╭─ Dataset records

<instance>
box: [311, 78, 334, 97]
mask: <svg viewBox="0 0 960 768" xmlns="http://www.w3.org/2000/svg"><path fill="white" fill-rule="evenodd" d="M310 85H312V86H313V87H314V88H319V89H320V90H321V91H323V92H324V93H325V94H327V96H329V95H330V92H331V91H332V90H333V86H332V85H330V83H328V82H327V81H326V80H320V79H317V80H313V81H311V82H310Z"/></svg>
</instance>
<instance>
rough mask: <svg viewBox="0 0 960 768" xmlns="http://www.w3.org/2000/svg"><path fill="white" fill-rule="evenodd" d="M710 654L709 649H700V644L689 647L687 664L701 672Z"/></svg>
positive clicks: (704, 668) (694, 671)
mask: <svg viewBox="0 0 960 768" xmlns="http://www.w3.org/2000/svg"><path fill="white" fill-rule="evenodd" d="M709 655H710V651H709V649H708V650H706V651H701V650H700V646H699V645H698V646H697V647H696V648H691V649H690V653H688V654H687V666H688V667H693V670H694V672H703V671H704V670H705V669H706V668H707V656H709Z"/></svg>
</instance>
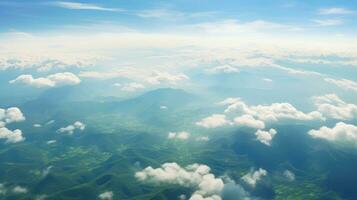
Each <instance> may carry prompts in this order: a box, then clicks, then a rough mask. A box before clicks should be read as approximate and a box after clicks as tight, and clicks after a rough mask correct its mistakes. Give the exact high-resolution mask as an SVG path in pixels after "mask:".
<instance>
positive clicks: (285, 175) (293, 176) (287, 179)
mask: <svg viewBox="0 0 357 200" xmlns="http://www.w3.org/2000/svg"><path fill="white" fill-rule="evenodd" d="M283 175H284V176H285V178H286V179H287V180H288V181H290V182H291V181H294V180H295V174H294V173H293V172H292V171H290V170H285V171H284V172H283Z"/></svg>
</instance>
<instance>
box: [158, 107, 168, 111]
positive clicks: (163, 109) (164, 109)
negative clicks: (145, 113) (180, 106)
mask: <svg viewBox="0 0 357 200" xmlns="http://www.w3.org/2000/svg"><path fill="white" fill-rule="evenodd" d="M160 109H161V110H167V109H168V107H167V106H160Z"/></svg>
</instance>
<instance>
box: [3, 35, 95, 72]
mask: <svg viewBox="0 0 357 200" xmlns="http://www.w3.org/2000/svg"><path fill="white" fill-rule="evenodd" d="M31 38H32V37H31ZM41 54H42V55H41V56H35V55H27V54H22V53H18V54H14V55H12V54H11V55H6V54H3V55H2V56H0V70H8V69H15V70H16V69H17V70H23V69H35V70H36V71H39V72H44V71H50V70H52V69H66V68H71V67H73V68H83V67H91V66H94V63H95V62H96V61H97V60H98V59H99V58H97V57H95V56H90V55H87V56H83V55H77V56H74V55H72V54H71V55H67V54H66V55H63V54H61V55H45V56H44V55H43V54H44V53H41Z"/></svg>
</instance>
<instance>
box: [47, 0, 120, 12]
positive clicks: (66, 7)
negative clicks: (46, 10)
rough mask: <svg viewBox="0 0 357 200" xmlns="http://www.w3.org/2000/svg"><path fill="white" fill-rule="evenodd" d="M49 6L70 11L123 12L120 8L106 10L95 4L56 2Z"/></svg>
mask: <svg viewBox="0 0 357 200" xmlns="http://www.w3.org/2000/svg"><path fill="white" fill-rule="evenodd" d="M50 5H52V6H56V7H60V8H65V9H71V10H99V11H111V12H119V11H123V9H120V8H108V7H102V6H100V5H96V4H89V3H79V2H70V1H56V2H52V3H50Z"/></svg>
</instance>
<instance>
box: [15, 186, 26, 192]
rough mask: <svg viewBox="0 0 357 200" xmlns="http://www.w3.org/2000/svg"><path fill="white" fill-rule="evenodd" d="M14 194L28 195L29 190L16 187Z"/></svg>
mask: <svg viewBox="0 0 357 200" xmlns="http://www.w3.org/2000/svg"><path fill="white" fill-rule="evenodd" d="M12 192H13V193H16V194H24V193H27V192H28V190H27V188H25V187H22V186H15V187H14V188H13V189H12Z"/></svg>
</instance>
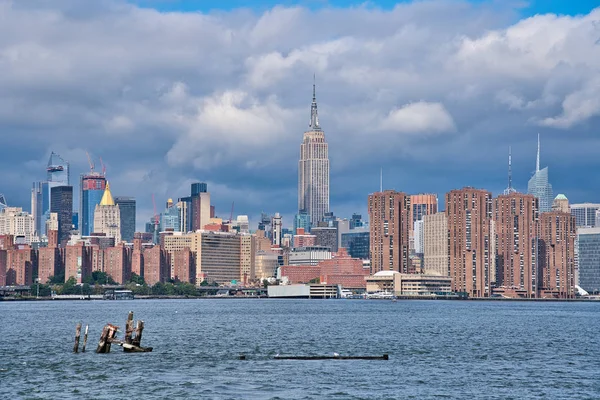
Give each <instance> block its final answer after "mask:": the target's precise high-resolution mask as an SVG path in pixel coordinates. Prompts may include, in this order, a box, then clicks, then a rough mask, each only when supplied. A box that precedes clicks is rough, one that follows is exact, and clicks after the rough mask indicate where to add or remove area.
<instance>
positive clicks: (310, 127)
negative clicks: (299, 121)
mask: <svg viewBox="0 0 600 400" xmlns="http://www.w3.org/2000/svg"><path fill="white" fill-rule="evenodd" d="M309 128H310V129H309V130H308V131H306V132H304V139H303V141H302V144H301V145H300V161H299V162H298V211H299V212H300V213H301V212H303V211H304V212H306V213H307V214H308V215H309V217H310V223H311V224H312V225H313V226H316V225H317V223H318V222H319V221H320V220H321V218H322V217H323V216H324V215H325V213H326V212H328V211H329V148H328V145H327V142H326V141H325V132H323V130H322V129H321V126H320V125H319V116H318V114H317V97H316V93H315V85H314V83H313V101H312V105H311V109H310V124H309Z"/></svg>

╰─

Work to complete - Write out the data above in full and exactly, but not the pictures.

Output of the exercise -
<instance>
box: [311, 78, 334, 97]
mask: <svg viewBox="0 0 960 768" xmlns="http://www.w3.org/2000/svg"><path fill="white" fill-rule="evenodd" d="M310 85H312V86H313V87H314V88H319V89H320V90H321V91H323V92H324V93H325V94H327V96H329V95H330V92H331V91H332V90H333V86H332V85H330V83H328V82H327V81H326V80H320V79H317V80H313V81H311V82H310Z"/></svg>
</instance>
<instance>
rough mask: <svg viewBox="0 0 960 768" xmlns="http://www.w3.org/2000/svg"><path fill="white" fill-rule="evenodd" d="M710 654L709 649H700V644L689 647L687 664L701 672Z"/></svg>
positive clicks: (704, 668) (694, 671)
mask: <svg viewBox="0 0 960 768" xmlns="http://www.w3.org/2000/svg"><path fill="white" fill-rule="evenodd" d="M709 655H710V651H709V649H708V650H706V651H701V650H700V646H699V645H698V646H697V647H696V648H691V649H690V653H688V654H687V666H688V667H693V670H694V672H703V671H704V670H705V669H706V668H707V656H709Z"/></svg>
</instance>
Each <instance> may carry prompts in this order: a box, then clicks, then a rough mask. A box before clicks should be read as approximate and a box after clicks as tight, and clicks after a rough mask correct its mistakes. Give the exact high-resolution mask as an SVG path in pixels after "mask:".
<instance>
positive clicks: (285, 175) (293, 176) (287, 179)
mask: <svg viewBox="0 0 357 200" xmlns="http://www.w3.org/2000/svg"><path fill="white" fill-rule="evenodd" d="M283 175H284V176H285V178H286V179H287V180H288V181H290V182H291V181H294V180H295V174H294V173H293V172H292V171H290V170H285V171H284V172H283Z"/></svg>
</instance>
<instance>
box: [158, 107, 168, 111]
positive clicks: (163, 109) (164, 109)
negative clicks: (145, 113) (180, 106)
mask: <svg viewBox="0 0 357 200" xmlns="http://www.w3.org/2000/svg"><path fill="white" fill-rule="evenodd" d="M160 109H161V110H167V109H168V107H167V106H160Z"/></svg>
</instance>
<instance>
box: [3, 35, 95, 72]
mask: <svg viewBox="0 0 357 200" xmlns="http://www.w3.org/2000/svg"><path fill="white" fill-rule="evenodd" d="M31 38H32V37H31ZM41 54H42V55H41V56H35V55H27V54H22V53H18V54H14V55H12V54H11V55H6V54H3V55H2V56H0V70H8V69H15V70H16V69H17V70H23V69H35V70H36V71H39V72H44V71H50V70H52V69H66V68H71V67H73V68H83V67H91V66H94V63H95V62H96V61H97V60H98V59H99V58H97V57H95V56H90V55H87V56H83V55H77V56H74V55H72V54H71V55H67V54H66V55H63V54H61V55H45V56H44V55H43V54H44V53H41Z"/></svg>
</instance>
<instance>
box: [47, 0, 120, 12]
positive clicks: (66, 7)
negative clicks: (46, 10)
rough mask: <svg viewBox="0 0 357 200" xmlns="http://www.w3.org/2000/svg"><path fill="white" fill-rule="evenodd" d="M49 6L70 11L123 12L120 8L106 10L95 4L56 2Z"/></svg>
mask: <svg viewBox="0 0 357 200" xmlns="http://www.w3.org/2000/svg"><path fill="white" fill-rule="evenodd" d="M50 5H52V6H56V7H60V8H65V9H71V10H99V11H111V12H119V11H123V9H120V8H108V7H102V6H100V5H96V4H89V3H79V2H70V1H56V2H52V3H50Z"/></svg>
</instance>
<instance>
box: [15, 186, 26, 192]
rough mask: <svg viewBox="0 0 357 200" xmlns="http://www.w3.org/2000/svg"><path fill="white" fill-rule="evenodd" d="M14 194L28 195L29 190L16 187Z"/></svg>
mask: <svg viewBox="0 0 357 200" xmlns="http://www.w3.org/2000/svg"><path fill="white" fill-rule="evenodd" d="M12 192H13V193H16V194H24V193H27V192H28V190H27V188H25V187H22V186H15V187H14V188H13V189H12Z"/></svg>
</instance>
Give each <instance> block its final answer after "mask:": the target's precise high-resolution mask as an SVG path in pixel coordinates. Prompts may include, in this order, a box, then clicks, then a rough mask, each only when supplied. A box that precedes clicks is rough, one that follows is exact, and clicks after the rough mask indicate where to add or remove area.
<instance>
positive clicks: (310, 127)
negative clicks: (299, 121)
mask: <svg viewBox="0 0 600 400" xmlns="http://www.w3.org/2000/svg"><path fill="white" fill-rule="evenodd" d="M309 128H310V129H309V130H308V131H306V132H304V139H303V141H302V144H301V145H300V161H299V162H298V211H299V212H300V213H301V212H303V211H304V212H306V213H307V214H308V215H309V217H310V223H311V224H312V225H313V226H316V225H317V223H318V222H319V221H320V220H321V218H322V217H323V216H324V215H325V213H326V212H328V211H329V148H328V145H327V142H326V141H325V132H323V130H322V129H321V126H320V125H319V116H318V114H317V97H316V93H315V85H314V83H313V101H312V105H311V109H310V124H309Z"/></svg>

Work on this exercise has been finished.